### Task to carry out
Only the lines holding the string "ball" are needed; copy each of them from the data.

### Material provided
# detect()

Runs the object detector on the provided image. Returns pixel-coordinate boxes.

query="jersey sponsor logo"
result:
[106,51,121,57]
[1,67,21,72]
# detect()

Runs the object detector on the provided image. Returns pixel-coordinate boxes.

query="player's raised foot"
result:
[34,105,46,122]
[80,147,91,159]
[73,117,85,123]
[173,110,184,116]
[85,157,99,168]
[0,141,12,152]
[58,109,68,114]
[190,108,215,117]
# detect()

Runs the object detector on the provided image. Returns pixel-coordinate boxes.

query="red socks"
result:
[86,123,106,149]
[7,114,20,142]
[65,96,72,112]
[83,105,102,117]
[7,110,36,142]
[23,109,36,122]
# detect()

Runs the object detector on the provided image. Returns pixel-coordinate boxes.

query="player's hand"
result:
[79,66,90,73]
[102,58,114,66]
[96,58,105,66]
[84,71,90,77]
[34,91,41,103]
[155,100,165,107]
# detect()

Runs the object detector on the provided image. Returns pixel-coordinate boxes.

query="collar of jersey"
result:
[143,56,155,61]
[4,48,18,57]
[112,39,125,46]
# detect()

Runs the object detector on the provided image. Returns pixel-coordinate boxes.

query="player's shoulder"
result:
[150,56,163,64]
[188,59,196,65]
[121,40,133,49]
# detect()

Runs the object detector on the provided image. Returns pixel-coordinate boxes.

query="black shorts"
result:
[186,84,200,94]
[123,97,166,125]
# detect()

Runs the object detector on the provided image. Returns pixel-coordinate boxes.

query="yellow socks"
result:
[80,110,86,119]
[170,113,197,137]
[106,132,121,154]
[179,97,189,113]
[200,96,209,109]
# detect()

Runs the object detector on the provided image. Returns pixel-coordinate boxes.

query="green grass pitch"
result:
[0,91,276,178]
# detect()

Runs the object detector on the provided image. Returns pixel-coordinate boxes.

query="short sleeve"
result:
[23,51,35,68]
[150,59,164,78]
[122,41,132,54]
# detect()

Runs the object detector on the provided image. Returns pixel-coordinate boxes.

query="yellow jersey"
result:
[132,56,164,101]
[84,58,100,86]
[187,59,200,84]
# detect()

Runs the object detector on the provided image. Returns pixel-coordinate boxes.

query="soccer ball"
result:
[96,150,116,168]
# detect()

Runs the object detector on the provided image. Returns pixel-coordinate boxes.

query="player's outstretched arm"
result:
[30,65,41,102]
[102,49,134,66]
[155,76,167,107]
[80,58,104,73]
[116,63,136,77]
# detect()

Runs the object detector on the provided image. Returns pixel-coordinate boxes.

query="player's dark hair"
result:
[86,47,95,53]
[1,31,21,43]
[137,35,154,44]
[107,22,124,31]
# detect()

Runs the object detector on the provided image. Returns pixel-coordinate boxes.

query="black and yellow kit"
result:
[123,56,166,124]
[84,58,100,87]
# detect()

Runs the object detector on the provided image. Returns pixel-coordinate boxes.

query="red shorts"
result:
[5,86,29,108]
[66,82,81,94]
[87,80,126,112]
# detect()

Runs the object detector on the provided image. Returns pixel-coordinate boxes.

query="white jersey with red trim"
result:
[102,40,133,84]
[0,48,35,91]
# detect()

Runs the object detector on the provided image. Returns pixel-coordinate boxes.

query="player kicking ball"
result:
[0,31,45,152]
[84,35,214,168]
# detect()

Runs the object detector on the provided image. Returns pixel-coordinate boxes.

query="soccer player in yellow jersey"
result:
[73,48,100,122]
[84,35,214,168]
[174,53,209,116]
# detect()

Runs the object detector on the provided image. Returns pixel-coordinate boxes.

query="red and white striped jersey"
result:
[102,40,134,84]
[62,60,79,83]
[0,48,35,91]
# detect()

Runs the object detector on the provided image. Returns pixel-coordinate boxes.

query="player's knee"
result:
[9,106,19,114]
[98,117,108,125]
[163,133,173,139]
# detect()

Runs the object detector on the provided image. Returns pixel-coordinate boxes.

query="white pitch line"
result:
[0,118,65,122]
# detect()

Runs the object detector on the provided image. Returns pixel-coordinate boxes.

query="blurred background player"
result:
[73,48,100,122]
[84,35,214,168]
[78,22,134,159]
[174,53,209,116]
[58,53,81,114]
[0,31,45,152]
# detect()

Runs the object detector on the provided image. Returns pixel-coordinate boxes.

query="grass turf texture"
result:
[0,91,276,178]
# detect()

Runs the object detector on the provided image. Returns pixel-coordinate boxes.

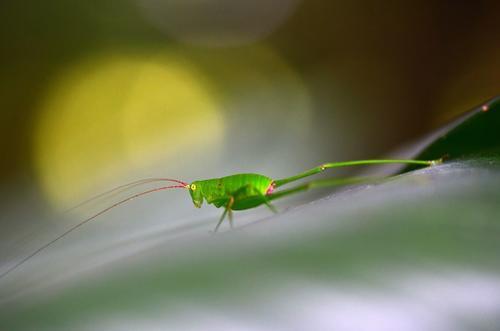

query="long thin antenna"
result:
[65,178,189,213]
[0,184,187,280]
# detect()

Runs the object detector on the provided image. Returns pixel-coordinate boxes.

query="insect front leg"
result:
[214,208,228,233]
[214,196,234,233]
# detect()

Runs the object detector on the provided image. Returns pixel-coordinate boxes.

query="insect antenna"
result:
[0,184,187,280]
[65,178,189,213]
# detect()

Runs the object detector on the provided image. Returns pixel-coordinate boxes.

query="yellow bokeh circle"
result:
[34,51,224,209]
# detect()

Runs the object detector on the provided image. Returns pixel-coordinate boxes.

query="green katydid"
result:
[0,158,439,279]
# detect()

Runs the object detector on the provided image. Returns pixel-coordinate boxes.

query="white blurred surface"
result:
[1,162,500,330]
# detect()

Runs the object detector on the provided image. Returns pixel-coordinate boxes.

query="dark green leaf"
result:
[403,96,500,172]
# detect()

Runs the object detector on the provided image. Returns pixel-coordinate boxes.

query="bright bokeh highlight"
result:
[34,51,224,208]
[138,0,301,46]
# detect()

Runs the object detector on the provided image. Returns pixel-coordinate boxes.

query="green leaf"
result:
[403,96,500,172]
[1,97,500,331]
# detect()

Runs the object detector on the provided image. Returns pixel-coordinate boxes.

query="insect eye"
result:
[190,184,197,190]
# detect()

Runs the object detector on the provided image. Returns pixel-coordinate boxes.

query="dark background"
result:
[0,0,499,208]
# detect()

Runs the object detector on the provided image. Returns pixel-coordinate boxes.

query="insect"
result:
[0,158,439,279]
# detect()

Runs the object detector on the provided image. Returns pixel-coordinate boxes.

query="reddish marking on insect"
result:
[482,104,489,112]
[266,181,276,195]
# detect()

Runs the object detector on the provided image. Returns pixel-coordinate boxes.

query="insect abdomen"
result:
[223,173,272,195]
[199,173,273,206]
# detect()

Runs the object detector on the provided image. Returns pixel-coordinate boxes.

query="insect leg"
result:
[273,159,439,187]
[269,176,385,201]
[214,196,234,233]
[244,185,278,213]
[260,195,277,213]
[214,209,228,233]
[228,209,234,229]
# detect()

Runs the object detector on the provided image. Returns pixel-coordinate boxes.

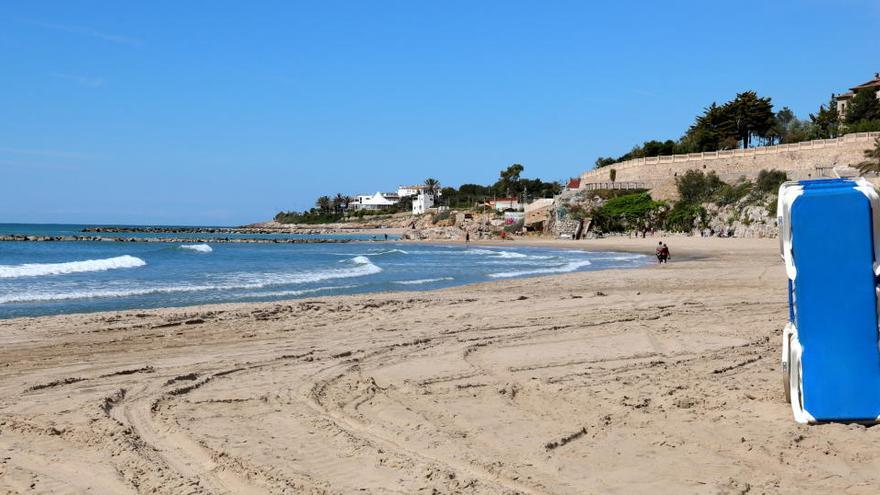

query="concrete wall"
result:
[580,132,880,189]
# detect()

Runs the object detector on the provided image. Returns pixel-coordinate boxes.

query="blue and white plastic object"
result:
[779,177,880,423]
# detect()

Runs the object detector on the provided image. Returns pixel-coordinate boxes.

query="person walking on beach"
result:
[465,231,470,244]
[656,242,671,264]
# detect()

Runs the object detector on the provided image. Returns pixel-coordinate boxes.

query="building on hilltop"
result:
[352,192,399,210]
[835,73,880,115]
[412,191,435,215]
[397,185,434,198]
[485,198,522,212]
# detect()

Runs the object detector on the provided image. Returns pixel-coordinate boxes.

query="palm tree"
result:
[316,195,332,214]
[333,193,346,214]
[857,137,880,176]
[423,178,440,196]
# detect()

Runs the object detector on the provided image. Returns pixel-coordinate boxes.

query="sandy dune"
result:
[2,237,879,494]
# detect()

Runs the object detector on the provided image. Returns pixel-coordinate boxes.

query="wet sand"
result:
[1,237,877,494]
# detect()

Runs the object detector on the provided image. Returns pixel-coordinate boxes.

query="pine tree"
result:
[845,88,880,125]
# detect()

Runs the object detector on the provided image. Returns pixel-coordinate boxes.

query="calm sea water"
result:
[0,224,650,319]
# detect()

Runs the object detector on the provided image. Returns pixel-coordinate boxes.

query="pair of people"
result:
[656,242,670,264]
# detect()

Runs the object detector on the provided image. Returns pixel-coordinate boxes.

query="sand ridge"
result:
[1,238,878,494]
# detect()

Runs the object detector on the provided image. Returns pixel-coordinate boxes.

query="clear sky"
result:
[1,0,878,225]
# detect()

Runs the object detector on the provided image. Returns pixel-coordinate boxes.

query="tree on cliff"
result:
[494,164,524,197]
[856,137,880,175]
[809,95,840,139]
[686,102,736,152]
[845,88,880,126]
[595,156,616,168]
[726,91,775,148]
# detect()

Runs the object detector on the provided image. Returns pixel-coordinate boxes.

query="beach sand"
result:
[1,237,877,494]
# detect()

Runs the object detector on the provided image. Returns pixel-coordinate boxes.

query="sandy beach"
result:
[1,237,877,494]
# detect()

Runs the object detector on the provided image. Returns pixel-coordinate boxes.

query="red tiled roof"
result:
[567,178,581,189]
[851,75,880,91]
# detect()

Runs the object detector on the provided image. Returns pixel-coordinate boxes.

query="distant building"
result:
[398,185,433,198]
[835,73,880,116]
[524,198,555,231]
[353,192,399,211]
[503,211,524,225]
[566,178,581,190]
[485,198,522,211]
[412,191,435,215]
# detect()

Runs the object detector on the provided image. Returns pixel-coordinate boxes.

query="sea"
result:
[0,224,651,319]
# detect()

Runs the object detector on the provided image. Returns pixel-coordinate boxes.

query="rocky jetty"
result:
[0,235,355,244]
[81,226,358,235]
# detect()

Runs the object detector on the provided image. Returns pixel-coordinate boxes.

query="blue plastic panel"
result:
[792,181,880,421]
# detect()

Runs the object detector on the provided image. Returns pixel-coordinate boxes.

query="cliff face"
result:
[703,202,777,238]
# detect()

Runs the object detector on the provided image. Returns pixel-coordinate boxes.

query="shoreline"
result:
[0,237,758,323]
[5,237,863,494]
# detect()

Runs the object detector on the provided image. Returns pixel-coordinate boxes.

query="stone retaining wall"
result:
[580,133,879,188]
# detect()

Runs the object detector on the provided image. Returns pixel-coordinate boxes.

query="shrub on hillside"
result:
[714,179,753,206]
[665,201,706,232]
[591,192,665,232]
[755,169,788,195]
[676,170,724,203]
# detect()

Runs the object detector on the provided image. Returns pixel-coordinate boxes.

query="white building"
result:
[485,198,522,212]
[412,192,435,215]
[399,185,443,198]
[353,192,399,211]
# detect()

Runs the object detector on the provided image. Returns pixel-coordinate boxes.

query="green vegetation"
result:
[440,164,562,208]
[594,88,879,168]
[754,169,788,195]
[660,169,787,233]
[274,165,562,224]
[845,88,880,126]
[591,192,665,233]
[856,137,880,175]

### Solved exercise
query="soccer ball"
query="player kicking ball"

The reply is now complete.